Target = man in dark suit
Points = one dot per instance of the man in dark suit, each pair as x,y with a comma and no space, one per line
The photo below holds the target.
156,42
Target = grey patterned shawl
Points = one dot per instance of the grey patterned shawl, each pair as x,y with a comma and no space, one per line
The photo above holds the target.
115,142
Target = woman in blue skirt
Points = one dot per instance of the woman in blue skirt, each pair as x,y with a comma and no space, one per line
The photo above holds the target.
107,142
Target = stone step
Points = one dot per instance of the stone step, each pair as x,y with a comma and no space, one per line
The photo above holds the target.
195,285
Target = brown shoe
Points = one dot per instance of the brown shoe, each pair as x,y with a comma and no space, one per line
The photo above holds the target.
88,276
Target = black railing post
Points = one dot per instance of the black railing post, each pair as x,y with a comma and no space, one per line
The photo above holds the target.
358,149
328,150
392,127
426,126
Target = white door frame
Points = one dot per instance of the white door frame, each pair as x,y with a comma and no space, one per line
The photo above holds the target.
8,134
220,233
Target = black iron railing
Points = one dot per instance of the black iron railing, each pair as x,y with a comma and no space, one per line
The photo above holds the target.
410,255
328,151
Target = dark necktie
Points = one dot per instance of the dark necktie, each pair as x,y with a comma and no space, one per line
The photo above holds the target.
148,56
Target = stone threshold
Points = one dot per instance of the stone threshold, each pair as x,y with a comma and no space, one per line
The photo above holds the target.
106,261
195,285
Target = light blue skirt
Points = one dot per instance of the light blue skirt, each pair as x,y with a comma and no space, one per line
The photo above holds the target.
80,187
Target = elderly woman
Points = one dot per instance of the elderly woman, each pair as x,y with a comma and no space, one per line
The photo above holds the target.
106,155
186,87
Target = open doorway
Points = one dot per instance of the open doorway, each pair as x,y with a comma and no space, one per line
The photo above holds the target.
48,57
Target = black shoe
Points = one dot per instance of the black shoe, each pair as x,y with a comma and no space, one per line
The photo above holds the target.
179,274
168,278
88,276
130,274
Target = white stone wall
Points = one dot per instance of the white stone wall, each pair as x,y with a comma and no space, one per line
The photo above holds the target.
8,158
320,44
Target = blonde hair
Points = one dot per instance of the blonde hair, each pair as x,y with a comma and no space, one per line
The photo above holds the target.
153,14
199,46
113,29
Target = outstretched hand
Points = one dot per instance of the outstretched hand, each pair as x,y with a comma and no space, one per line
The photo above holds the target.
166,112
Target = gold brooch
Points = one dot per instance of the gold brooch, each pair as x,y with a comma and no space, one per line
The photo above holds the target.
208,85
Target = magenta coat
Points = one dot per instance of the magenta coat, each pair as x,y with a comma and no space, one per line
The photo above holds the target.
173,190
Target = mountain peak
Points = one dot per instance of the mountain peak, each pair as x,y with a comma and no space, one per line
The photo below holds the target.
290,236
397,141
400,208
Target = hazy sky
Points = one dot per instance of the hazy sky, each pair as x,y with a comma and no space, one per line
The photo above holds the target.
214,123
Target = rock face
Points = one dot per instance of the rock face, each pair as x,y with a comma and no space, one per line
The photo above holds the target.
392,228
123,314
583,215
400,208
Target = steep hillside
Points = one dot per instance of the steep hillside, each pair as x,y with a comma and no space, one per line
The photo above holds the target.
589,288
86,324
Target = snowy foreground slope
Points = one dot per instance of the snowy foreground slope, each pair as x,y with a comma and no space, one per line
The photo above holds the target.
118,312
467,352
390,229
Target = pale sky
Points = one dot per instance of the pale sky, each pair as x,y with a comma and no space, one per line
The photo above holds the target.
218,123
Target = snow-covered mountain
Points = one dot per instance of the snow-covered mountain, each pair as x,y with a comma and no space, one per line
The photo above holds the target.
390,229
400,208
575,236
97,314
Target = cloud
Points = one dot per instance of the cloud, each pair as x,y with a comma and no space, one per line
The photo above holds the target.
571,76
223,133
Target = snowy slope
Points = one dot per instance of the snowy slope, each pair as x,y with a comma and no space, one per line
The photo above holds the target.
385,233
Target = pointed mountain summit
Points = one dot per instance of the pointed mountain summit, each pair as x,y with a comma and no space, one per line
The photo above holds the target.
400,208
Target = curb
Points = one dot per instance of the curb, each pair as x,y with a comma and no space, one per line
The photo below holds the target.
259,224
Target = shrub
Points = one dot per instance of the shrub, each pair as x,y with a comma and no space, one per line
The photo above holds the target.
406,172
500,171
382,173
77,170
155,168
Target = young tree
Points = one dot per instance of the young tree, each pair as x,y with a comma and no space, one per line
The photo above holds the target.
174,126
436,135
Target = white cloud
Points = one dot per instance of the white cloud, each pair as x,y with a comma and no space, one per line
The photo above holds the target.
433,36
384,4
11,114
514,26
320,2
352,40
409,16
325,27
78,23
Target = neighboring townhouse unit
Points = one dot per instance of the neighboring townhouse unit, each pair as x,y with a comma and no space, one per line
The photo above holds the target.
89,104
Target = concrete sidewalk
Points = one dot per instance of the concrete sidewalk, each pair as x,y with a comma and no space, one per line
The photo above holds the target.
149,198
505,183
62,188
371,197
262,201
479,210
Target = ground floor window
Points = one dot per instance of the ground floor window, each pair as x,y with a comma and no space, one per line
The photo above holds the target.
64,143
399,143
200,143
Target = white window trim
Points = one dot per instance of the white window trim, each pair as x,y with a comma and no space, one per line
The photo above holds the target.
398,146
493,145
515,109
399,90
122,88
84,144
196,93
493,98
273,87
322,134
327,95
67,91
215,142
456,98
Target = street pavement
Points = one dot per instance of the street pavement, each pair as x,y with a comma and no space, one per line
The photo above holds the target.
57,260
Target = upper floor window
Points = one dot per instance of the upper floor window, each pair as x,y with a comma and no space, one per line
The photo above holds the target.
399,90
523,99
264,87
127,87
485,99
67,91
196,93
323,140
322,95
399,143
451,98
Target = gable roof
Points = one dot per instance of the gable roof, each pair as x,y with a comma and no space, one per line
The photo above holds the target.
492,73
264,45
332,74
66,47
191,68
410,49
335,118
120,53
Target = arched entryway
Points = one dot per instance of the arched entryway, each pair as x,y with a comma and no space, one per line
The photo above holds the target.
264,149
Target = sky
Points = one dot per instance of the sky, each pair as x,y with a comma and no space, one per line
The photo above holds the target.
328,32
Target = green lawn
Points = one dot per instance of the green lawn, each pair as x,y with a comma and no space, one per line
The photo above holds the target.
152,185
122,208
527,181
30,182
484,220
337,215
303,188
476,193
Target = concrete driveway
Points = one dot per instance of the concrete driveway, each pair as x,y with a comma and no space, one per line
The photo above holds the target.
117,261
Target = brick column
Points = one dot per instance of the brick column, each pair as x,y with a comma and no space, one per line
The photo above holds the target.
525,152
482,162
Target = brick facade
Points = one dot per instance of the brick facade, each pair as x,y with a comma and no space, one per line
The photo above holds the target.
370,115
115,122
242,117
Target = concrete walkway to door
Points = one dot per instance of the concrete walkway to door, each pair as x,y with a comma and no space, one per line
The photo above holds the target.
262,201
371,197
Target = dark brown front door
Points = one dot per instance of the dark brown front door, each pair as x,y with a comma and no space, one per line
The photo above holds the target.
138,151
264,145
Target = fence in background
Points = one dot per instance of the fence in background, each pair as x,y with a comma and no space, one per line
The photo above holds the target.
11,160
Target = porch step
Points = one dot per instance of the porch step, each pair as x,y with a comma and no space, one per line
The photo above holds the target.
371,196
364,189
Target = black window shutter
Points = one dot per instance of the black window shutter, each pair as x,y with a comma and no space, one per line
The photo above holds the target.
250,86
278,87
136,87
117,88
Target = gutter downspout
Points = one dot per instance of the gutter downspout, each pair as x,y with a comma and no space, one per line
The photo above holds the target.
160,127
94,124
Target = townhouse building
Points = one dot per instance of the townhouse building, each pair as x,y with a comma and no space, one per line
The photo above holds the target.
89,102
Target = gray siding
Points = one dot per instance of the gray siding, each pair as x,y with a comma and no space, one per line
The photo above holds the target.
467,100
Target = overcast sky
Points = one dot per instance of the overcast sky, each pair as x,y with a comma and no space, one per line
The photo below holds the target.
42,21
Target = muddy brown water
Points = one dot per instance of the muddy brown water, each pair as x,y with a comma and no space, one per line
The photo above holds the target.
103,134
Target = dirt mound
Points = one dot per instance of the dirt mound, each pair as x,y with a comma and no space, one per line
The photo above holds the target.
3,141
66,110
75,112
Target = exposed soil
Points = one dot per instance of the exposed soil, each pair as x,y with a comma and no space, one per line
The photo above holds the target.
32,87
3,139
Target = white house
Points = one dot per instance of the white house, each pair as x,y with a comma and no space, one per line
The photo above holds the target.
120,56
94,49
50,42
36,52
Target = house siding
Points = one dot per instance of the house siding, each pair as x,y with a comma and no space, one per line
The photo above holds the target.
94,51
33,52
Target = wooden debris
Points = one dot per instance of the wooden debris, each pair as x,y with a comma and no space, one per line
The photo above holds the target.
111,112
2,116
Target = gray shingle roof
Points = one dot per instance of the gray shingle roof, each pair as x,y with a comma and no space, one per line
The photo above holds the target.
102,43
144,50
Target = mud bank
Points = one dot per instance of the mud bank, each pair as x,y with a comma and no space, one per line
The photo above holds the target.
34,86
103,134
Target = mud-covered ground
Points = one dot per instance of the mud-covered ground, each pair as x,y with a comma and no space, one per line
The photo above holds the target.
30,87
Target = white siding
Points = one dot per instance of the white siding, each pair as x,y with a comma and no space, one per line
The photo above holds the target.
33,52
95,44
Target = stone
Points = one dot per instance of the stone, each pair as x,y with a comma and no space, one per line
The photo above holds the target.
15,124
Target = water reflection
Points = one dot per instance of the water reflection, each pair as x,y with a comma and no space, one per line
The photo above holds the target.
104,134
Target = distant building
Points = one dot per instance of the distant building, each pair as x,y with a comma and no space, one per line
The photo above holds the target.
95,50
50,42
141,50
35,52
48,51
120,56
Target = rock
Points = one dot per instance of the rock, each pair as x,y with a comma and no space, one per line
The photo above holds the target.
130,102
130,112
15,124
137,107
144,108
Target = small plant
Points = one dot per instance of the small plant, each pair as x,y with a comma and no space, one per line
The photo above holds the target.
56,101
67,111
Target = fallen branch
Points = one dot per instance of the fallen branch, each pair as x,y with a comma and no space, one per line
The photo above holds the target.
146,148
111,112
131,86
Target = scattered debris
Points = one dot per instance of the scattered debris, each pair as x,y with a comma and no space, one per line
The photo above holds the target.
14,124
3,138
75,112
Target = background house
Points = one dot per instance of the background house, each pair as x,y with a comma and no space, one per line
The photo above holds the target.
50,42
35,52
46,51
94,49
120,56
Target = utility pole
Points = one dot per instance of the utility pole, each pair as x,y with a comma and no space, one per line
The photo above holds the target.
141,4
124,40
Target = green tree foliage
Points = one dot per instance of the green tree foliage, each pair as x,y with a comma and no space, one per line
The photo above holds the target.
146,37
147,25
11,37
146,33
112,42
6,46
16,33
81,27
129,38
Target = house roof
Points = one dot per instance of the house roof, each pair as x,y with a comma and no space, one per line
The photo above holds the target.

..............................

What the exercise asks:
Word for word, quote the lines from the line containing "Target = utility pole" through the end of the material, both included, and nothing else.

Exercise result:
Target = utility pole
Points = one dot per instance of the utility pole, each pair as x,y with a comma and no space, one per line
The photo above holds the target.
141,4
124,40
Target = green tree foliage
Points = one dot per instance of the green tree foliage, each pair as x,y with a comma and no space, one per line
The photo above holds the target.
146,37
147,25
11,37
146,33
112,42
6,46
16,33
81,27
129,38
Target = house roof
Points = one dot per instance of the house roof, each pair as x,y with a comma and no space, one per line
The photo above holds the target.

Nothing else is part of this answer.